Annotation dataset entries
-------

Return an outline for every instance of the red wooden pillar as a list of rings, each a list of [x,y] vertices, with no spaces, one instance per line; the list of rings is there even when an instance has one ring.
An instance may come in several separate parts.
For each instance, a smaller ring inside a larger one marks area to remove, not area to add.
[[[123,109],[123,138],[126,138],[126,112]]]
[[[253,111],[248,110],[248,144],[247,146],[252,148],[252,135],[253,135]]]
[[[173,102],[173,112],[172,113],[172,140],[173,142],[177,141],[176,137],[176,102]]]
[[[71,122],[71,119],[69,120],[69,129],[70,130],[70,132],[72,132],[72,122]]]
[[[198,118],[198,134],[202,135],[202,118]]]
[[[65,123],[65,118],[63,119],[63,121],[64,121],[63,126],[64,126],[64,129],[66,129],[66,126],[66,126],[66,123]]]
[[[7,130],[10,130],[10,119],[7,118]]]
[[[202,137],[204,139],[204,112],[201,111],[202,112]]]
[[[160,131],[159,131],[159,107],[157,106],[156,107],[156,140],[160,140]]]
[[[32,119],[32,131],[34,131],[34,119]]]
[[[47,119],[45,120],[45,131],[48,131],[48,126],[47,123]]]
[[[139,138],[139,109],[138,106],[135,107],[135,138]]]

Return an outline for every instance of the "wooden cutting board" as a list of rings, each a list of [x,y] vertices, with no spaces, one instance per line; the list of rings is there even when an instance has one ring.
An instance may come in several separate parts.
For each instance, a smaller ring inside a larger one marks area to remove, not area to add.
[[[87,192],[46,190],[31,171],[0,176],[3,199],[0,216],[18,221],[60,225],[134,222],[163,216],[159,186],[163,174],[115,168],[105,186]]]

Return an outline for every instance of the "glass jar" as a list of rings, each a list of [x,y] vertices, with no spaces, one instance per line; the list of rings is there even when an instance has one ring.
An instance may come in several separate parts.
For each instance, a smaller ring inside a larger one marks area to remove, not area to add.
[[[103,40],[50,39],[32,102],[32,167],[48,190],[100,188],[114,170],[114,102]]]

-------

Given task
Can you duplicate every one of the records above, line for line, changing nothing?

Output
Return an outline for every instance of the red wooden pillar as a list of rings, each a list of [x,y] vertices, with no spaces, one instance per line; the list of rings is there even when an instance has one ring.
An instance may come in several separate parts.
For each instance, a smaller ring inside a larger one marks area to remove, not area to add.
[[[123,109],[123,138],[126,138],[126,112]]]
[[[253,111],[248,110],[248,144],[247,146],[252,148],[252,135],[253,135]]]
[[[173,102],[173,112],[172,113],[172,140],[173,142],[177,141],[176,137],[176,102]]]
[[[71,122],[71,119],[69,120],[69,129],[70,130],[70,132],[72,132],[72,122]]]
[[[198,118],[198,134],[202,135],[202,118]]]
[[[65,123],[65,118],[63,119],[63,121],[64,121],[63,126],[64,126],[64,129],[66,129],[66,126],[66,126],[66,123]]]
[[[7,130],[10,130],[10,119],[7,118]]]
[[[202,137],[204,139],[204,112],[201,111],[202,112]]]
[[[160,131],[159,131],[159,107],[157,106],[156,107],[156,140],[160,140]]]
[[[32,119],[32,131],[34,131],[34,119]]]
[[[47,119],[45,120],[45,131],[48,131],[48,126],[47,123]]]
[[[139,138],[139,109],[138,106],[135,107],[135,138]]]

Return an outline for every instance of the "wooden cutting board" as a list of rings, each a list of [x,y] vertices, with no spaces, one instance per line; the list of rings is there even when an instance has one ring.
An instance may come in several separate parts.
For each instance, a smaller ring inside a larger one marks area to remove, not area to add.
[[[87,192],[46,190],[31,171],[0,176],[3,199],[0,216],[18,221],[60,225],[134,222],[163,216],[159,186],[163,174],[115,168],[105,186]]]

Return an outline for every instance of the "glass jar" as a list of rings, each a list of [x,y] vertices, with no spaces, one instance per line; the list of rings is there even when an instance has one ring.
An instance may come in several separate parts.
For each instance, a smaller ring inside a larger one marks area to remove, not area to add.
[[[103,40],[50,39],[32,102],[32,167],[48,190],[100,188],[114,170],[114,102]]]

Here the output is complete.